## Domains and Rules

When are two functions equal? A function is a kind of relation, which means it’s a kind of set. So two functions being equal means, fundamentally, that each is a subset of the other. That’s inconvenient, and it doesn’t really jibe with our understanding of functions as encoding *rules*.

**Theorem About When Functions Are Equal** (TAWFAE)**.** Let $f$ and $g$ be functions. Then $f=g$ if and only if:

- $\operatorname{Domain}(f)=\operatorname{Domain}(g)$, and
- $\forall x\in \operatorname{Domain}(f), f(x)=g(x)$.

**Proof. **This theorem sort of looks like it will be complicated to prove, but let’s keep our wits about us and rely on logic to help us out.

Globally, this is a biconditional proof so it has two directions:

($\Rightarrow$) Assume $f=g$. We need to prove two things:

(*clause 1*) This is the claim that two sets are equal, so we have to prove each is a subset of the other:

($\subseteq$) Let $t\in \operatorname{Domain}(f)$. Then $\exists y: (t,y)\in f$. Since $f=g$, this means $(t,y)\in g$. So $t\in\operatorname{Domain}(g)$.

($\supseteq$) Let $t\in \operatorname{Domain}(g)$. Then $\exists y: (t,y)\in g$. Since $f=g$, this means $(t,y)\in f$. So $t\in\operatorname{Domain}(f)$.

RECORDS SUPPLIED:
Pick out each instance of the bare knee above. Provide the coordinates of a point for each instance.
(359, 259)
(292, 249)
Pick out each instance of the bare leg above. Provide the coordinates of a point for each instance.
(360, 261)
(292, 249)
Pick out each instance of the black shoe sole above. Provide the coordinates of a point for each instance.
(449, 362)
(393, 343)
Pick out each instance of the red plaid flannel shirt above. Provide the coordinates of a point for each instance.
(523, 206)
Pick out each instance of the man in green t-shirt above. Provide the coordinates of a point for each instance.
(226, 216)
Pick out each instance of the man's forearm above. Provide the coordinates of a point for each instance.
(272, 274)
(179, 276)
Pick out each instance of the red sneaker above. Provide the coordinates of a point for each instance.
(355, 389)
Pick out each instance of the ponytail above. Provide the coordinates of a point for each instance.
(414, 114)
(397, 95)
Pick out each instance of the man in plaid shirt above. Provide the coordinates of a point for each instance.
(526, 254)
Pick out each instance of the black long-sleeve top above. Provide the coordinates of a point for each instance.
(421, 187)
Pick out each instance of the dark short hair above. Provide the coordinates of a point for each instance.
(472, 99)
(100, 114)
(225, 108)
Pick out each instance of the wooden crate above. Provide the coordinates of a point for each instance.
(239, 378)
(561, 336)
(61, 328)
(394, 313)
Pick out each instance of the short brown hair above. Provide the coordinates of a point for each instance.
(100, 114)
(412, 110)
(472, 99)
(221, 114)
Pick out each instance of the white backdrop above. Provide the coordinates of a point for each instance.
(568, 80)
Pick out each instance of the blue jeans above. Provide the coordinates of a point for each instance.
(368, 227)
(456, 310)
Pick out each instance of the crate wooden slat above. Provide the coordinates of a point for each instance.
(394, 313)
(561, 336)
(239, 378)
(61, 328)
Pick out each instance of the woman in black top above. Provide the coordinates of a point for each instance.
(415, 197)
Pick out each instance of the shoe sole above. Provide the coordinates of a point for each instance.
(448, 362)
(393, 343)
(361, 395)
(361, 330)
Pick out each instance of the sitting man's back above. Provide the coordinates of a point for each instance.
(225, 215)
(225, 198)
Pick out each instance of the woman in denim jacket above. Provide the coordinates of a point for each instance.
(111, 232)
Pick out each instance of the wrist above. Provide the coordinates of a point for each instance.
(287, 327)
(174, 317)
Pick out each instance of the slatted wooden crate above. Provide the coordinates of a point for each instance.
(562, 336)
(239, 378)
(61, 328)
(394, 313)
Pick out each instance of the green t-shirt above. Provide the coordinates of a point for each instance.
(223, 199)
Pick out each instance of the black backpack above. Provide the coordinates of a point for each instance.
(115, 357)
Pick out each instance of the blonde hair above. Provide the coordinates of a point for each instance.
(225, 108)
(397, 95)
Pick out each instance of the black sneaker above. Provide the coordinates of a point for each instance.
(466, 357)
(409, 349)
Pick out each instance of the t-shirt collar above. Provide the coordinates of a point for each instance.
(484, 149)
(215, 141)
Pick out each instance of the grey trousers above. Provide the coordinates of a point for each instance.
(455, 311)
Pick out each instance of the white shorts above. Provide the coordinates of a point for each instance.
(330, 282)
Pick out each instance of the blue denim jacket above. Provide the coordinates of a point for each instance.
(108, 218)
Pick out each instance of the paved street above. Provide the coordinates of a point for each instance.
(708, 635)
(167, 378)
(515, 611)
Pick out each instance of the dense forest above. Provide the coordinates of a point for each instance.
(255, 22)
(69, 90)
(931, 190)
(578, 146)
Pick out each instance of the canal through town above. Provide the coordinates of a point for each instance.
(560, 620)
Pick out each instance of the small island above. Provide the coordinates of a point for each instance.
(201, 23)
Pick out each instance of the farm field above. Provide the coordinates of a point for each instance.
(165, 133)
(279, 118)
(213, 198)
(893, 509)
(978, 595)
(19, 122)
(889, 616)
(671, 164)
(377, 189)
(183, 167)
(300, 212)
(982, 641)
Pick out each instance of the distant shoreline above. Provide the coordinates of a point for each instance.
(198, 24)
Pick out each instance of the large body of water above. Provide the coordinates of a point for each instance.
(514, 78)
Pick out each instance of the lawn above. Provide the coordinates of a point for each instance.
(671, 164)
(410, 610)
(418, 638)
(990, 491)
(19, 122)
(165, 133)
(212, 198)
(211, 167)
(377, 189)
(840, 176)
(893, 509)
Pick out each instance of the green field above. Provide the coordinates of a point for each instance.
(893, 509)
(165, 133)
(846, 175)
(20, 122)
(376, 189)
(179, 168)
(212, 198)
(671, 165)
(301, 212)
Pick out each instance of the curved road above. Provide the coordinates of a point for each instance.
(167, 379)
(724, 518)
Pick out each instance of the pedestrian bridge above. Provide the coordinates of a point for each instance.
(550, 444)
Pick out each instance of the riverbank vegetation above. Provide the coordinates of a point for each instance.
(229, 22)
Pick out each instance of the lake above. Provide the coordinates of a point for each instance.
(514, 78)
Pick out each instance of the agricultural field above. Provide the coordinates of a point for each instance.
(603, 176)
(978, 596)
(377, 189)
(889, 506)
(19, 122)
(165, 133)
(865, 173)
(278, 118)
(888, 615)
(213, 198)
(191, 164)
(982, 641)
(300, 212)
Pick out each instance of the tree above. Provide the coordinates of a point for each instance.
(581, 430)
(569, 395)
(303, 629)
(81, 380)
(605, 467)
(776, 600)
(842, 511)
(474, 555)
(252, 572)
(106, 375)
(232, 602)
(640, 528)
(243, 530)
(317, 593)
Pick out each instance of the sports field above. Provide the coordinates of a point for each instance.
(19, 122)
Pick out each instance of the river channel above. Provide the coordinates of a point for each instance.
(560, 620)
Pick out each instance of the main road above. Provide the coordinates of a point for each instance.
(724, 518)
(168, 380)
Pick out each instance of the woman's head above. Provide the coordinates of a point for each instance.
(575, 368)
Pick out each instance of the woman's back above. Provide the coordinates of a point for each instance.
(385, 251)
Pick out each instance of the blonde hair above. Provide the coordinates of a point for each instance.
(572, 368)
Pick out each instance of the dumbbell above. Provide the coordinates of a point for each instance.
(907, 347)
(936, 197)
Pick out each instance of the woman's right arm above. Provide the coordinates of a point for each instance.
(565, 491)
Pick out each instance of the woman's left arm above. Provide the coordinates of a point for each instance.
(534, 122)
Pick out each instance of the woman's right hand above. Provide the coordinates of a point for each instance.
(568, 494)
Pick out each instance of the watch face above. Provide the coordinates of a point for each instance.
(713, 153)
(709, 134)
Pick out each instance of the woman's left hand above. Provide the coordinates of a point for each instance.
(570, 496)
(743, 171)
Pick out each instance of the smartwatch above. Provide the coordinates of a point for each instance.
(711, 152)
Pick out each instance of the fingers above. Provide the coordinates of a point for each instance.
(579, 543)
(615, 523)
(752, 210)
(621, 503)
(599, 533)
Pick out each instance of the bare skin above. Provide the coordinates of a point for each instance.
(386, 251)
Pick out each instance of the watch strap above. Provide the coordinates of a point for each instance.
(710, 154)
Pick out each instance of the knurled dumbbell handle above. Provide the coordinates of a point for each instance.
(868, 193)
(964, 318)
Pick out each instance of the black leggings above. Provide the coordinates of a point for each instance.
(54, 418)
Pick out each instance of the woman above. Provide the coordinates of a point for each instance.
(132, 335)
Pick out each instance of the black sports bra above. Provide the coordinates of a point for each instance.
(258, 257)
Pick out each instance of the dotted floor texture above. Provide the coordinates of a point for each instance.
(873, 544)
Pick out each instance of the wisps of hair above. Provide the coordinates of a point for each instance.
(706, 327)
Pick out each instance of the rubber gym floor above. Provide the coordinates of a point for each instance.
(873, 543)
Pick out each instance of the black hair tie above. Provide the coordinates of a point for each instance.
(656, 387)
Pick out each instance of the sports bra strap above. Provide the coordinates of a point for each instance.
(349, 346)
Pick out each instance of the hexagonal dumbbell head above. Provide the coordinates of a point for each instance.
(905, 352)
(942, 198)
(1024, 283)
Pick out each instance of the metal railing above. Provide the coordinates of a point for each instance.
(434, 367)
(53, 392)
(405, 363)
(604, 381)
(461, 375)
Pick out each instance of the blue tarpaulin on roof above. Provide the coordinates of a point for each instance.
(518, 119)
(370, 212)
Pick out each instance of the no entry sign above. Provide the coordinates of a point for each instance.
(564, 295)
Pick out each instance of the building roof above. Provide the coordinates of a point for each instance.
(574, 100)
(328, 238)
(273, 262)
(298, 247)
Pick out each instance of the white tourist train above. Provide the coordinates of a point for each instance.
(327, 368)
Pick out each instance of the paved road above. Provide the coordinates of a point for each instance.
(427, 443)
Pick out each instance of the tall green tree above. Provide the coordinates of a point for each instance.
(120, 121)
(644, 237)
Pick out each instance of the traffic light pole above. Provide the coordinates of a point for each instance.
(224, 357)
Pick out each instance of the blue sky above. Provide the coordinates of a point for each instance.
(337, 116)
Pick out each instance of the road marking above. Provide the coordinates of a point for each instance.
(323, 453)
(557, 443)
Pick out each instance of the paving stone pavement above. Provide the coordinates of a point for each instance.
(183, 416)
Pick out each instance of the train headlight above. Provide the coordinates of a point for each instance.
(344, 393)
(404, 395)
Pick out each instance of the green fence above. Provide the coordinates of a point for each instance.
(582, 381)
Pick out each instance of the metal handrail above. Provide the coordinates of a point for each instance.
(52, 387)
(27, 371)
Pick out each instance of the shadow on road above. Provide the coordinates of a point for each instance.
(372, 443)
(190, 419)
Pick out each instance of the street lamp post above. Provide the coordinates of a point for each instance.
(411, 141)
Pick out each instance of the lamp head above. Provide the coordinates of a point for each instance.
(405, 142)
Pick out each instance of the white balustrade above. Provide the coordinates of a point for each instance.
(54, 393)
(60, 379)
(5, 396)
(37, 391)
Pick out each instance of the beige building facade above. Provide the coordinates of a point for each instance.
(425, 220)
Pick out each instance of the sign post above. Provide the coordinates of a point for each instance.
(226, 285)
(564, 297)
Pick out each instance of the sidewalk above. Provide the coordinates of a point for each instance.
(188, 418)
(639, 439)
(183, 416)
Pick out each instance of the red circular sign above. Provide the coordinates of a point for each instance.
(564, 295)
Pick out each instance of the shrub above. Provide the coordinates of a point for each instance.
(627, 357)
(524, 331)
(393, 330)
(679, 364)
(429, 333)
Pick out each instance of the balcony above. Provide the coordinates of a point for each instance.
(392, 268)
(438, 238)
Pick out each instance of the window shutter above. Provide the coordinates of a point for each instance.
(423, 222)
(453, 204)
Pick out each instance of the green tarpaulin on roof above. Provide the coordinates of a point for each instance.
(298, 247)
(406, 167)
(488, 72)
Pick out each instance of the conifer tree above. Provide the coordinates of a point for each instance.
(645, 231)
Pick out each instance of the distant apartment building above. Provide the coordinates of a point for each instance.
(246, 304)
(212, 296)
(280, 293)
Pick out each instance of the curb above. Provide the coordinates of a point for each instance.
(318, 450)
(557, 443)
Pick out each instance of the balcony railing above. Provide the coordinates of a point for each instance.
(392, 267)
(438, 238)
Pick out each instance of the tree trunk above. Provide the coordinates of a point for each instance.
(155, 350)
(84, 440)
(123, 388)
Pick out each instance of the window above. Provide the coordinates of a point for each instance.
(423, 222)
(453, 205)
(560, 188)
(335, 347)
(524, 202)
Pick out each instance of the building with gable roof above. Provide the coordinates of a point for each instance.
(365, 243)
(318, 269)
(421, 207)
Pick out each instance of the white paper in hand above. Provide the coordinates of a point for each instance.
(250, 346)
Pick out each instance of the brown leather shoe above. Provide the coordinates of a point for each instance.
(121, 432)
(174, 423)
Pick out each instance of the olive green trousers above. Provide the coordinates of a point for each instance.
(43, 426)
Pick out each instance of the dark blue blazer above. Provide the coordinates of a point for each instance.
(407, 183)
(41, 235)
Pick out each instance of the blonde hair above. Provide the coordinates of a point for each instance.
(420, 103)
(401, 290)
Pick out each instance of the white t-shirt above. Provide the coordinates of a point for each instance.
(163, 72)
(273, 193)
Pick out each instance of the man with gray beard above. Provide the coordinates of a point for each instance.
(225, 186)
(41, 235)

TASK LIST:
1. List every single-letter variable used in the function-equality text.
2. Please collect each line of the records that contains the word "trousers".
The function-equality text and the records are unrelated to each other.

ANSWERS TO EACH TASK:
1. f, g, x, t, y

2.
Pick out each instance of the grey trousers above. Provide the coordinates of a point for each instance.
Pick out each instance of the olive green trousers above. Provide the coordinates of a point for each instance.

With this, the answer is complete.